==== RECORDS FOR THIS EXERCISE ====
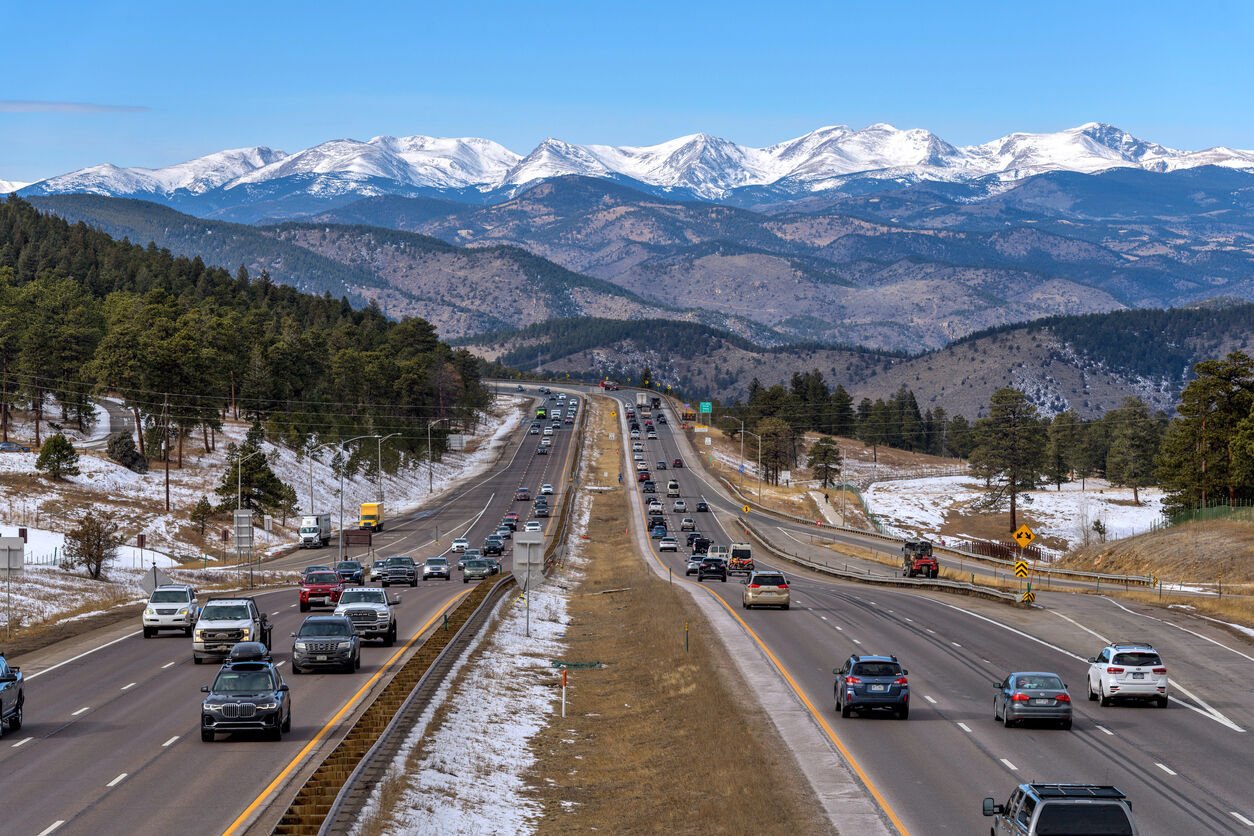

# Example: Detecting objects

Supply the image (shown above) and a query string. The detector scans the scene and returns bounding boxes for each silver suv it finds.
[143,584,201,639]
[983,783,1137,836]
[192,598,273,664]
[1088,642,1167,708]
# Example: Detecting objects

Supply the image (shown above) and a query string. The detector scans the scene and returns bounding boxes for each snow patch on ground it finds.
[864,476,1162,553]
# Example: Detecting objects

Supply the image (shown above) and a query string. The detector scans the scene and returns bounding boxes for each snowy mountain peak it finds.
[17,122,1254,208]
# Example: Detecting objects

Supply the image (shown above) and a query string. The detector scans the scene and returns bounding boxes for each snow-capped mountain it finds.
[17,123,1254,211]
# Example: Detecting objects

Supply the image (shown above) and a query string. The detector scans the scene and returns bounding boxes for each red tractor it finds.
[902,540,941,578]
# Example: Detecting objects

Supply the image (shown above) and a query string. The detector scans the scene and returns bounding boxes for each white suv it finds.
[144,584,201,639]
[1088,642,1167,708]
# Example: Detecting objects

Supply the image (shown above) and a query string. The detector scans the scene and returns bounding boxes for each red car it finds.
[301,572,344,613]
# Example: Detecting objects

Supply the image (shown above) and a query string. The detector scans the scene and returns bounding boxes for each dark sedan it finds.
[993,672,1071,728]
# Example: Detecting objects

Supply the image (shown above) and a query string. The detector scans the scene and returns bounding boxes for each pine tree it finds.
[35,432,79,481]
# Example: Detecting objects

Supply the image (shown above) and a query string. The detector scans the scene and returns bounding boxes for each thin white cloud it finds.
[0,99,150,113]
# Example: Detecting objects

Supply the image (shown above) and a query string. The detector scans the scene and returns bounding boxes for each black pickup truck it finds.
[0,656,26,736]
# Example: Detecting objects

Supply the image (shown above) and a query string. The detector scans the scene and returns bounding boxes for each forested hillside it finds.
[0,199,487,466]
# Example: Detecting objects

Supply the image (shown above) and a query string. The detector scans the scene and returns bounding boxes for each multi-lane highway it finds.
[0,393,573,835]
[611,394,1254,833]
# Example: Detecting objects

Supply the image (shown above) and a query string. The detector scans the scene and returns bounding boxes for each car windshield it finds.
[1014,674,1063,691]
[305,572,340,584]
[1036,802,1132,836]
[1115,652,1162,668]
[201,604,248,622]
[850,662,902,677]
[213,671,273,692]
[340,589,387,604]
[297,620,352,638]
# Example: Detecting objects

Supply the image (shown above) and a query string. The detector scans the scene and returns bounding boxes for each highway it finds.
[0,393,573,836]
[619,392,1254,833]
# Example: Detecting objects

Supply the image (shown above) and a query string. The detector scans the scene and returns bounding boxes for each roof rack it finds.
[1028,783,1127,798]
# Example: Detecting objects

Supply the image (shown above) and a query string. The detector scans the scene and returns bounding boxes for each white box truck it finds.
[301,514,331,549]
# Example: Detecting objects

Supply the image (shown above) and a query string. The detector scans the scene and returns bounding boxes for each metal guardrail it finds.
[736,520,1021,607]
[717,476,1154,587]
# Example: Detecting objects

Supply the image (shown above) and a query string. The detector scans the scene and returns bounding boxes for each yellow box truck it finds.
[357,503,384,531]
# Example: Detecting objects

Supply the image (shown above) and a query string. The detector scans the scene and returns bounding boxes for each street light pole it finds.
[337,435,379,562]
[379,432,400,505]
[426,419,449,494]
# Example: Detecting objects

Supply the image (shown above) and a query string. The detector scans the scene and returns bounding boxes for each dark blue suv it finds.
[833,654,910,719]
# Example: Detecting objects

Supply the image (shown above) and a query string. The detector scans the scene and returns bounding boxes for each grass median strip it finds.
[528,402,831,833]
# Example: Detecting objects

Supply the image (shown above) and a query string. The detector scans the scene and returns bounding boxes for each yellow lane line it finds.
[223,589,472,836]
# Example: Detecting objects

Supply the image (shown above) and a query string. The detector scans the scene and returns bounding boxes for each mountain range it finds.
[17,123,1254,222]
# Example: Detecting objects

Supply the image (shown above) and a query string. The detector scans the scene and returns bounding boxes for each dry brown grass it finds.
[527,398,831,835]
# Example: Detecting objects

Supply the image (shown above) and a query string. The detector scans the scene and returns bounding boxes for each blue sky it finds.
[0,0,1254,180]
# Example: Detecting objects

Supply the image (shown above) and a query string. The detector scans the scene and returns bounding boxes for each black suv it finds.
[697,558,727,583]
[292,615,361,673]
[983,783,1137,836]
[382,556,418,587]
[201,661,292,743]
[831,654,910,719]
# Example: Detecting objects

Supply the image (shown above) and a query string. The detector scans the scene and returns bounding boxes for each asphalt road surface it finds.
[0,393,572,836]
[609,392,1254,833]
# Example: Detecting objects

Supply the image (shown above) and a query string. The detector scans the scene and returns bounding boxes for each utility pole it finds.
[161,394,169,514]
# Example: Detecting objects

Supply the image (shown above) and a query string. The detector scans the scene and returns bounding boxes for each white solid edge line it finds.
[937,600,1245,734]
[26,629,143,681]
[1102,595,1254,662]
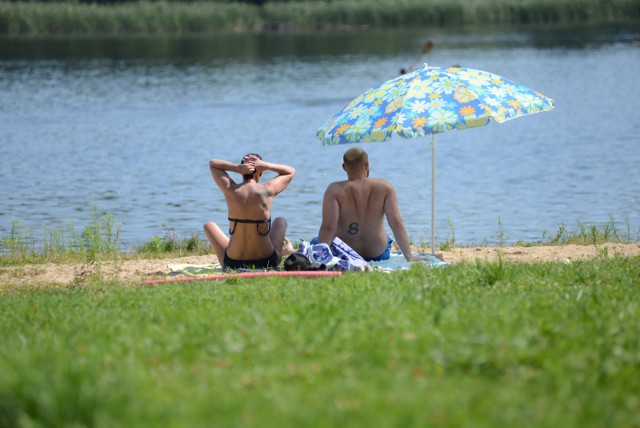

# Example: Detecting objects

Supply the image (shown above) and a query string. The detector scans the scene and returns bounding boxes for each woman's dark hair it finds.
[240,153,262,181]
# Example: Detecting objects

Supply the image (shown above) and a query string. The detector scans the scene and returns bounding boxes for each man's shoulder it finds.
[369,177,393,189]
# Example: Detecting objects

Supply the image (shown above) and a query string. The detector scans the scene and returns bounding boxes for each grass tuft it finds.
[0,0,640,35]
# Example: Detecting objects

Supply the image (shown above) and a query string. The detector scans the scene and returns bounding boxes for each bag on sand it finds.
[284,253,327,271]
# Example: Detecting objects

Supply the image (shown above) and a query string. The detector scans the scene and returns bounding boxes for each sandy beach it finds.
[0,243,640,286]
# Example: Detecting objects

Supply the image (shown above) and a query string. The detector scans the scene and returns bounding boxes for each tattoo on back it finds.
[347,221,360,235]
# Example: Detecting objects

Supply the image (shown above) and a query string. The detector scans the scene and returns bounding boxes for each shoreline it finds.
[0,242,640,289]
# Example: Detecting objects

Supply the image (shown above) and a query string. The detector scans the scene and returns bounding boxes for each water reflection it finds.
[0,27,640,247]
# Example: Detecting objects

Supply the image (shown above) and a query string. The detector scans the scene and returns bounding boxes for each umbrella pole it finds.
[431,134,436,256]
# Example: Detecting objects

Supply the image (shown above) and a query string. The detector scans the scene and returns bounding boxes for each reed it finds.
[0,205,122,265]
[0,0,640,35]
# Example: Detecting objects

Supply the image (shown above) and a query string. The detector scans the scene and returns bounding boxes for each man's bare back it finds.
[318,148,413,260]
[319,178,392,258]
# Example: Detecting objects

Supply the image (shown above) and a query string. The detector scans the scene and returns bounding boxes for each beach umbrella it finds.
[316,64,554,255]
====
• [YOUR INSTRUCTIONS] State how many lines in the listing above contain the word "pole". Reply with the number alone.

• [WRITTEN ANSWER] 3